Exercise details. Which lines in the entries below contain the string "turtle"? Copy out each of those lines in full.

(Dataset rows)
········

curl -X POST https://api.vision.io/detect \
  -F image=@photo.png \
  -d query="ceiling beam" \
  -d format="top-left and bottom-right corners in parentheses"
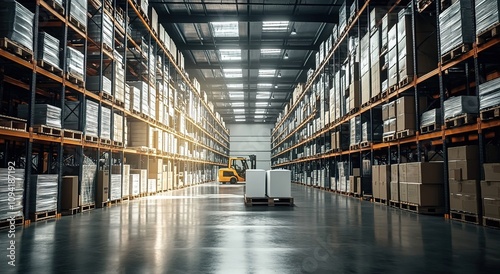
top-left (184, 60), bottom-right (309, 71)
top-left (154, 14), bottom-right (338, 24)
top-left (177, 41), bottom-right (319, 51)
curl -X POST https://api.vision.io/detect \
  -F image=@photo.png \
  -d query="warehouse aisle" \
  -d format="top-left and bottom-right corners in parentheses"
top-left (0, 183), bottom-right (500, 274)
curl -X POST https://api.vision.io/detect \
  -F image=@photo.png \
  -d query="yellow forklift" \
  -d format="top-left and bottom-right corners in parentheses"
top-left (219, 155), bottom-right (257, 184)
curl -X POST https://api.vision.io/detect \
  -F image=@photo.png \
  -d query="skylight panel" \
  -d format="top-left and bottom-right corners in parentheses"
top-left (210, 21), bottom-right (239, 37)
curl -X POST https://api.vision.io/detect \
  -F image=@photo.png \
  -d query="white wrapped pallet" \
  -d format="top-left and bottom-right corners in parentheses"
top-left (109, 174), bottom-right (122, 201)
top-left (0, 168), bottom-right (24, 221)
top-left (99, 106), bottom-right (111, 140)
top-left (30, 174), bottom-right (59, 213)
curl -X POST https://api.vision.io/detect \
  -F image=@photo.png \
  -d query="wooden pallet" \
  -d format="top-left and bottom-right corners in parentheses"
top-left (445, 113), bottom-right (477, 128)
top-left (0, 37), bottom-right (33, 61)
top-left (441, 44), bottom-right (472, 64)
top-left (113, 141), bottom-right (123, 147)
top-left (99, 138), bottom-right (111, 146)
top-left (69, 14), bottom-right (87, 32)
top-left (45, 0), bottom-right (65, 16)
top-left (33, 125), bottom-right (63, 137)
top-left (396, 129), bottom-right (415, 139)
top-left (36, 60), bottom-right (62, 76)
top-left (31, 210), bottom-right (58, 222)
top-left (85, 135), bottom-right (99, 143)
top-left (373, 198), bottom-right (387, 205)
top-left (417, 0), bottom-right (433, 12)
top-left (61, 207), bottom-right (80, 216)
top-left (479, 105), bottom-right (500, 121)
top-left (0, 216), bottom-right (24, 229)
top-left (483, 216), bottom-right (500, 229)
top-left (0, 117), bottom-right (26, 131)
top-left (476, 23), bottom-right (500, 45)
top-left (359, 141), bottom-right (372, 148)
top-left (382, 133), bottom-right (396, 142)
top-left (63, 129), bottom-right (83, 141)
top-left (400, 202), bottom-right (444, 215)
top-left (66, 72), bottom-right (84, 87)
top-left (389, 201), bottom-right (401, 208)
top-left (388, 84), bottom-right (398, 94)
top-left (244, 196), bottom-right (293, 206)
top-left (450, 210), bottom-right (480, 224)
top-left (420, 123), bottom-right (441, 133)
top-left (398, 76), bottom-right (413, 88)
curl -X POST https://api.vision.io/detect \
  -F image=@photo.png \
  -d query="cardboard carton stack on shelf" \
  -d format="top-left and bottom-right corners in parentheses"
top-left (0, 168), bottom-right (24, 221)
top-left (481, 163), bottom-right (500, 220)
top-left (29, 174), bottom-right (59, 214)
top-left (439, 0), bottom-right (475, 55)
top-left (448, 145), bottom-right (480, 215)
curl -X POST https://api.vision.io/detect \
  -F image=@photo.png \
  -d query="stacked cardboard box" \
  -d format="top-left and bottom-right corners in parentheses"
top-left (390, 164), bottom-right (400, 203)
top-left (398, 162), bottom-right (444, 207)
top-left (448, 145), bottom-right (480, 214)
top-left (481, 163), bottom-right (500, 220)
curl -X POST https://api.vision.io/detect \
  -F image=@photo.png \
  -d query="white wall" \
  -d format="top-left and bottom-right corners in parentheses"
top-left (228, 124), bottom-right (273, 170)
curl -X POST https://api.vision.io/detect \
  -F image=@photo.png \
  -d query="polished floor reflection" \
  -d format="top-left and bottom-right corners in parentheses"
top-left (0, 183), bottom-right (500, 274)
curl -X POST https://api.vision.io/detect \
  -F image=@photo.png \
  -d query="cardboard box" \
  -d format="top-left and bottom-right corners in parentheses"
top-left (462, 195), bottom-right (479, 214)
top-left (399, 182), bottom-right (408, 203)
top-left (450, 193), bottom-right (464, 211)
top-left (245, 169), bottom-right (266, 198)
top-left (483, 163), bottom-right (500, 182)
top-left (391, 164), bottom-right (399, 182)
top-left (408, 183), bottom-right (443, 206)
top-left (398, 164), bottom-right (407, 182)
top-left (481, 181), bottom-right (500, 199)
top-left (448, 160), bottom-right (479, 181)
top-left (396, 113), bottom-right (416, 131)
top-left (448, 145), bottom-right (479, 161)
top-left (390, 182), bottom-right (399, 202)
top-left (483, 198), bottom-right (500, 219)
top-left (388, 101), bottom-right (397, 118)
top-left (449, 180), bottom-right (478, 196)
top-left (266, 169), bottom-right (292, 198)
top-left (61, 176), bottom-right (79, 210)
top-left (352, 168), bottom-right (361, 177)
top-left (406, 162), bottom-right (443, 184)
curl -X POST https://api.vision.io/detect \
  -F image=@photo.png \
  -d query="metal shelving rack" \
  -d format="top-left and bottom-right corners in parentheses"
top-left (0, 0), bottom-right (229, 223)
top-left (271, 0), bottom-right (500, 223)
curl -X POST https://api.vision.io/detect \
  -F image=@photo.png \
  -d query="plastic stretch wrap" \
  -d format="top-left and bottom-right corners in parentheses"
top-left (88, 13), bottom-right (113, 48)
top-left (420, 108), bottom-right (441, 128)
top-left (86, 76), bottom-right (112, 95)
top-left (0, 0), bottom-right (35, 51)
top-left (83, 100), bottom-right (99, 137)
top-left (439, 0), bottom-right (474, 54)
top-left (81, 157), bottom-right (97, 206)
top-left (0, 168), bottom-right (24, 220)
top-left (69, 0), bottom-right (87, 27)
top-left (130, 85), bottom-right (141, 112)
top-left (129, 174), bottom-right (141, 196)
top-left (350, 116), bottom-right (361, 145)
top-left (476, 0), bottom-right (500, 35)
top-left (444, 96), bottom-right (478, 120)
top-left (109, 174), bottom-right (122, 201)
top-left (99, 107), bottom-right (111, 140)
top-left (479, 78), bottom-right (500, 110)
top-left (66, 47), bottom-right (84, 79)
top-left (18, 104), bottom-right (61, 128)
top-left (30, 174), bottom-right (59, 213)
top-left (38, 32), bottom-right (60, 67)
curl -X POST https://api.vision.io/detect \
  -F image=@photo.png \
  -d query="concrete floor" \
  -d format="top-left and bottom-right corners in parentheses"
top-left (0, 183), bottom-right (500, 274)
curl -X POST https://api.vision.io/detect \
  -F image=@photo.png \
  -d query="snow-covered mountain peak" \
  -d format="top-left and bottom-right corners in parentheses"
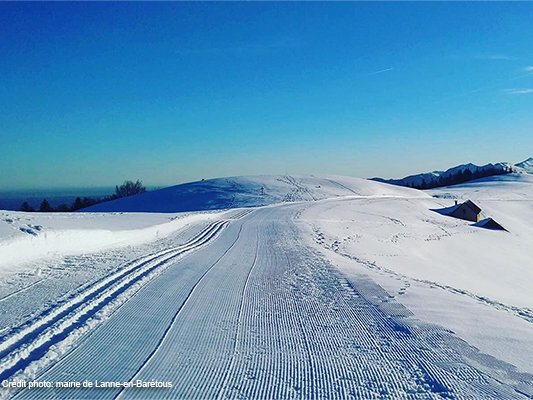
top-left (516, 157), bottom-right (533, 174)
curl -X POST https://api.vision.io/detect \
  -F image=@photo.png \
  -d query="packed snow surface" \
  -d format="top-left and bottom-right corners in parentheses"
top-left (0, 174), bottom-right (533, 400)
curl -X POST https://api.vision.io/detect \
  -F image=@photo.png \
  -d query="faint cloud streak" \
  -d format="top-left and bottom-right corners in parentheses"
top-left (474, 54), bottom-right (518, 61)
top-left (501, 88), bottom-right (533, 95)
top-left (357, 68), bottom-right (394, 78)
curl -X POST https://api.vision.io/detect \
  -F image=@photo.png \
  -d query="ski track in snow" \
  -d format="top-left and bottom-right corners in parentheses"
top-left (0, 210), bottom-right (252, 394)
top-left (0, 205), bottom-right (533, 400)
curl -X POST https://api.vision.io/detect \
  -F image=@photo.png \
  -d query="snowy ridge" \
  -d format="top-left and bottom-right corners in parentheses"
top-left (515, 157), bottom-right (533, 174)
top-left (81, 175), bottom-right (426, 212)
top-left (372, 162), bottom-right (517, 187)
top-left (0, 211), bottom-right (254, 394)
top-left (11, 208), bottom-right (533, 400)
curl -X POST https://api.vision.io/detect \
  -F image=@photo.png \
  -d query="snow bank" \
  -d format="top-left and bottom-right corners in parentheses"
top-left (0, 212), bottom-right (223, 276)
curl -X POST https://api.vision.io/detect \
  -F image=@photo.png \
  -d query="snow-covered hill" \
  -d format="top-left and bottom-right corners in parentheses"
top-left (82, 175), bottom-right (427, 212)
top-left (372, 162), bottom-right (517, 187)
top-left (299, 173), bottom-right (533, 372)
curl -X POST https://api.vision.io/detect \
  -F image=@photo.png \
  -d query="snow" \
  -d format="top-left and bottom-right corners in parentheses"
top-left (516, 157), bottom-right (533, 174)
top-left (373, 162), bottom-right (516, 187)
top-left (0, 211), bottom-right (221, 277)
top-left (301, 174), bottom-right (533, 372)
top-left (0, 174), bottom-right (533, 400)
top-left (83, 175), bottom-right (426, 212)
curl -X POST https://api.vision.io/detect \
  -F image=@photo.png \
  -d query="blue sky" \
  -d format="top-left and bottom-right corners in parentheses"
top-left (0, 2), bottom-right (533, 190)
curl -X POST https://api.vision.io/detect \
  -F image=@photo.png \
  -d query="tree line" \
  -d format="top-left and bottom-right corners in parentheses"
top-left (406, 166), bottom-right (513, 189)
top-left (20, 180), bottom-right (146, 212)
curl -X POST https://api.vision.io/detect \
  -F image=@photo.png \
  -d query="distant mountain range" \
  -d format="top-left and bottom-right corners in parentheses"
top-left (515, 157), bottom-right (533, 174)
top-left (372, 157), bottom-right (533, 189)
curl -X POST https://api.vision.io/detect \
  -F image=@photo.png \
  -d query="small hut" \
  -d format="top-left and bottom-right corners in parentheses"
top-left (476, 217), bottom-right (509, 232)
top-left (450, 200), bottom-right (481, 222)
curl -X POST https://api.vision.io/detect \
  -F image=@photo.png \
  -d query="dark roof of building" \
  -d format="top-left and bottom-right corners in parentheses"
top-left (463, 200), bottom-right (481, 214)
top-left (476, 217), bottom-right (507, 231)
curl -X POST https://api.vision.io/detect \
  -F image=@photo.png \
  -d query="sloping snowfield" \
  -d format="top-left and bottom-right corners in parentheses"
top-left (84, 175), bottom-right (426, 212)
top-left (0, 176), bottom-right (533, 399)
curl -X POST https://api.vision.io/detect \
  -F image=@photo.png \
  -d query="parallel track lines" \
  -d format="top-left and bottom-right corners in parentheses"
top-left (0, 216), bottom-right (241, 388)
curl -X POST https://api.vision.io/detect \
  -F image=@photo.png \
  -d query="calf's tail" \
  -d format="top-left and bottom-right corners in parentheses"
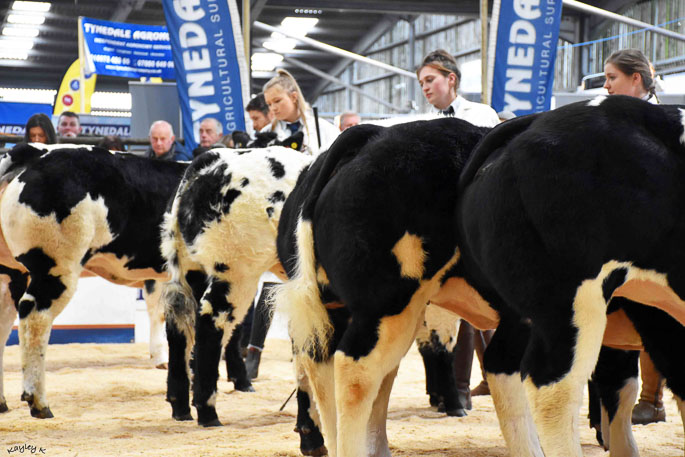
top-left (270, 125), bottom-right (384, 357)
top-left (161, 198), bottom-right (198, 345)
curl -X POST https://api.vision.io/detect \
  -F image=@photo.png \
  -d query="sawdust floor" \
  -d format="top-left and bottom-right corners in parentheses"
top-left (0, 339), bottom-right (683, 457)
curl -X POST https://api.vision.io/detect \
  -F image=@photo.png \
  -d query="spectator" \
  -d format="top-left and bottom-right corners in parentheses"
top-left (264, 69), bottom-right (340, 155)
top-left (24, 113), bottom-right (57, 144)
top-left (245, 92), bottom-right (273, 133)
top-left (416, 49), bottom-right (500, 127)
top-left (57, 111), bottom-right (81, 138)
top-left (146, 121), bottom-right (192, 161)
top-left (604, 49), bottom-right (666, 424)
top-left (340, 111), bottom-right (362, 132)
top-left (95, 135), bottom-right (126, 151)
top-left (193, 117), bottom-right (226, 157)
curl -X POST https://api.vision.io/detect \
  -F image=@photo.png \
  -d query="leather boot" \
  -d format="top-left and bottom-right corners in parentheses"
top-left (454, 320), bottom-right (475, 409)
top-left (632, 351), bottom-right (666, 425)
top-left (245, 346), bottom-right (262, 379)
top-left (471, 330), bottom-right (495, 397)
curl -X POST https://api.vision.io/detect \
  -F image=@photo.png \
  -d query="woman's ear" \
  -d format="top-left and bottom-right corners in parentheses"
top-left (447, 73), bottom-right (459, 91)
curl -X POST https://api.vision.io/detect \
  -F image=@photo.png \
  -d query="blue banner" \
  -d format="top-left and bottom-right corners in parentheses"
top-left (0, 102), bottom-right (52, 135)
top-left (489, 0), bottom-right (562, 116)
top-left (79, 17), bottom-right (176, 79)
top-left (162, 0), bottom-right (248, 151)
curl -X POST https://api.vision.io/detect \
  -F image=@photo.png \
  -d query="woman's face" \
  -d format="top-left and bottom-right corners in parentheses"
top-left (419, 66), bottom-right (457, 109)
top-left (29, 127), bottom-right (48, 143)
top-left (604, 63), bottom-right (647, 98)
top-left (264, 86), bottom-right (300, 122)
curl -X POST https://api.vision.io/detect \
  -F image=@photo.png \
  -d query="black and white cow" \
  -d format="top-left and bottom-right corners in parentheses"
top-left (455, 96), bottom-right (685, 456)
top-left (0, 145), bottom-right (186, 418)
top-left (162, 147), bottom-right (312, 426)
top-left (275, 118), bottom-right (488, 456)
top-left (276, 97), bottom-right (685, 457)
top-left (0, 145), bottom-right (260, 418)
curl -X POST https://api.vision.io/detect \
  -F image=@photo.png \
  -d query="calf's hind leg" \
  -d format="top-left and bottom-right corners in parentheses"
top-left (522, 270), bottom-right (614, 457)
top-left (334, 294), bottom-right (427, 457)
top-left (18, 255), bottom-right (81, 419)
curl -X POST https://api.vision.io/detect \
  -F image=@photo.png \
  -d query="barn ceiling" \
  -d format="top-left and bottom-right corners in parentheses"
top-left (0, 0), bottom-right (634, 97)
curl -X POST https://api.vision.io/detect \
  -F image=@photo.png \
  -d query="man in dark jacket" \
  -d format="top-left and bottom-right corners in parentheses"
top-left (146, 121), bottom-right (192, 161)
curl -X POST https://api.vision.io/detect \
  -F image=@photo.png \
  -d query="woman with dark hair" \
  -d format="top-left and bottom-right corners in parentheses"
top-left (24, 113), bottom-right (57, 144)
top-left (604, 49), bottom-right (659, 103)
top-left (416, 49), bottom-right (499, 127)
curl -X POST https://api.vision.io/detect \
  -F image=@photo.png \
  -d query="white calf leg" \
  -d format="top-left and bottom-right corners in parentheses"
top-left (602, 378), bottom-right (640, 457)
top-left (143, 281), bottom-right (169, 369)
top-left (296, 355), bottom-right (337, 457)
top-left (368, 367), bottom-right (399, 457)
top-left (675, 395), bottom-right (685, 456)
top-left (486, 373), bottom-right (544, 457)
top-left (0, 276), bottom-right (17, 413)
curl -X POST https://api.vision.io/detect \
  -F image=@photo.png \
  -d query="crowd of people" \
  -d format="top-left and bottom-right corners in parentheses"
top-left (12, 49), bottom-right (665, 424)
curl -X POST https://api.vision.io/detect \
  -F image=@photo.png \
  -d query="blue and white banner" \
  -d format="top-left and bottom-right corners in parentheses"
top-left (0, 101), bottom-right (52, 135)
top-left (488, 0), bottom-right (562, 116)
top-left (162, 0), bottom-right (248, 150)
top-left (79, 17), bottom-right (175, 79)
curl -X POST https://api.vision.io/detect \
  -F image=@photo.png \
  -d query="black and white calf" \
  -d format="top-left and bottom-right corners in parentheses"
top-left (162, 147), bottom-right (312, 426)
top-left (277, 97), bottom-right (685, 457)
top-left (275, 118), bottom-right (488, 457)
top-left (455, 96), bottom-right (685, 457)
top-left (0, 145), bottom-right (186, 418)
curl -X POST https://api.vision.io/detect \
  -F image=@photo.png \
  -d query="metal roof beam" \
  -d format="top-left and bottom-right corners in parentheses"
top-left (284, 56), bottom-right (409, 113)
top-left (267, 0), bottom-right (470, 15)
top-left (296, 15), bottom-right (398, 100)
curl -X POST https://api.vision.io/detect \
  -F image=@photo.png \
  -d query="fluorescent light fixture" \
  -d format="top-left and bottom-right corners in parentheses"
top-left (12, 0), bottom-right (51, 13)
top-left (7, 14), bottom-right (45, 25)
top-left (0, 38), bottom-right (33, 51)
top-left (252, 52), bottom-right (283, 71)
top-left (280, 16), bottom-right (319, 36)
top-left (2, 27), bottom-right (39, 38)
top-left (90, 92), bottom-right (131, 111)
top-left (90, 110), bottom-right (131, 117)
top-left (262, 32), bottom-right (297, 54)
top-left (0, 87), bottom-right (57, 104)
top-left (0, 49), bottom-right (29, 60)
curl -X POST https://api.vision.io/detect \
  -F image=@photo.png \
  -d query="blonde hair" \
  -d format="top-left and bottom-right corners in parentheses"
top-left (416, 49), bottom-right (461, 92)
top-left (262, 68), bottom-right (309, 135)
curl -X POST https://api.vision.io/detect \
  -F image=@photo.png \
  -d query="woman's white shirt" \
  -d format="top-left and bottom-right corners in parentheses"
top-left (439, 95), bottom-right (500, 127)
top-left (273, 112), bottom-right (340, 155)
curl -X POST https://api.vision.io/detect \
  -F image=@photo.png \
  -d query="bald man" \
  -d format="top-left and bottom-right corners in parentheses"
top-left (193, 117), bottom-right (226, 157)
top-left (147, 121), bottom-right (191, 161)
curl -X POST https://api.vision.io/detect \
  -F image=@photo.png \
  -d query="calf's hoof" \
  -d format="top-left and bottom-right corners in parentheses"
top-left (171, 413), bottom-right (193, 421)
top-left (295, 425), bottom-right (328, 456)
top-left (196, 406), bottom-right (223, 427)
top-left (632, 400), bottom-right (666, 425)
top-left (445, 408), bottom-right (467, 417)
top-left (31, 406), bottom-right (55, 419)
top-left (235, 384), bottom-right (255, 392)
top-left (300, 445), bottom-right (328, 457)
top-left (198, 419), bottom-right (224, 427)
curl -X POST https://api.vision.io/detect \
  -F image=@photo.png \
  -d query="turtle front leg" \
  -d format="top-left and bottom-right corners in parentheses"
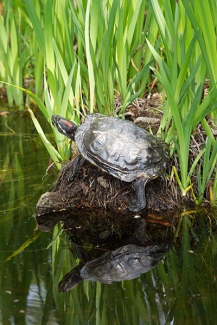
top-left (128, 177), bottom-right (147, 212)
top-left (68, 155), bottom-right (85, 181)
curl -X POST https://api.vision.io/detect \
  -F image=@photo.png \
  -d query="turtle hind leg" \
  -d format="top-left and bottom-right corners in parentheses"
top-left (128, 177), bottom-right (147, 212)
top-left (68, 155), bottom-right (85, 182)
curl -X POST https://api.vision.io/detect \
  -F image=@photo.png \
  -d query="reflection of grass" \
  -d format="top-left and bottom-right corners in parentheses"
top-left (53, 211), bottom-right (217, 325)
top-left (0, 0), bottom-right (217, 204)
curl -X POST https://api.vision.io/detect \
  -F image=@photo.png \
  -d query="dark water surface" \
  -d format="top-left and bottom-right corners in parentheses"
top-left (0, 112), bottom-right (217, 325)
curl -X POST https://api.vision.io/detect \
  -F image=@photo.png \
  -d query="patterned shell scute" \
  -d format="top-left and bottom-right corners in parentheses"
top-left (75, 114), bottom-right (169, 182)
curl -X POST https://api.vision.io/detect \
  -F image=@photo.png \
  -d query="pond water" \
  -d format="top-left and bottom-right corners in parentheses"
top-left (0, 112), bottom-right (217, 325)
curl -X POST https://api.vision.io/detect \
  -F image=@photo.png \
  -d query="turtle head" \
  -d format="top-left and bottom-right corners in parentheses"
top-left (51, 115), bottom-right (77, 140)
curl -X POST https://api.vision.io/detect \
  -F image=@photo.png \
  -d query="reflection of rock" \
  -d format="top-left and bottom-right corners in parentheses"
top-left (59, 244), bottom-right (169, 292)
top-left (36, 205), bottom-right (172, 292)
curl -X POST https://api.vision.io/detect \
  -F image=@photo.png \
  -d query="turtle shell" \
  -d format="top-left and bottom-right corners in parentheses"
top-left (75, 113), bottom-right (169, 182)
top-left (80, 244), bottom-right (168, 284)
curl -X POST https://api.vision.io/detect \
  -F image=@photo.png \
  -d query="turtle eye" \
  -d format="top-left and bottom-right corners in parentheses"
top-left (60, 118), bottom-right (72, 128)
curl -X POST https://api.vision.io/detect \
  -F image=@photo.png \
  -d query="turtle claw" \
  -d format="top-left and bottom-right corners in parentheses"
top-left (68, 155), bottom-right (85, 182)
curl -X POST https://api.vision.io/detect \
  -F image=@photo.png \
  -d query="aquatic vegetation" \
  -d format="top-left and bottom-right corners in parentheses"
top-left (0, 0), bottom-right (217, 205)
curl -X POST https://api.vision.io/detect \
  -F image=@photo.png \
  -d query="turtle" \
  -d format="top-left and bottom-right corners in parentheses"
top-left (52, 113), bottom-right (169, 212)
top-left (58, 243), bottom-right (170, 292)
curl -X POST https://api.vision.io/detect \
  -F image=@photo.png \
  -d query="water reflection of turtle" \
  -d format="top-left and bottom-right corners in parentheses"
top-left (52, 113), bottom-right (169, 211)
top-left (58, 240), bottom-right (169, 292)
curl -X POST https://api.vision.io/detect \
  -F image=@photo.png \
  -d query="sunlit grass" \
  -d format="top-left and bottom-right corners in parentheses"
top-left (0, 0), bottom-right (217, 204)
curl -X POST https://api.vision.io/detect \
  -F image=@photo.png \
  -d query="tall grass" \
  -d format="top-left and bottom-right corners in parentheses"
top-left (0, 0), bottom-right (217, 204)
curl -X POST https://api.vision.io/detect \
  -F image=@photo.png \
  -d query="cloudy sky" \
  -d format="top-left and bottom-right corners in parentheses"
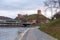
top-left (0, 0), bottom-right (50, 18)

········

Correct response.
  -d query="turtle front leg" \
  -d query="turtle hind leg" \
  -d query="turtle head" \
  -d query="turtle shell" \
  -d query="turtle eye" \
  -d query="turtle claw" \
  -d query="turtle" \
  -d query="water reflection of turtle" \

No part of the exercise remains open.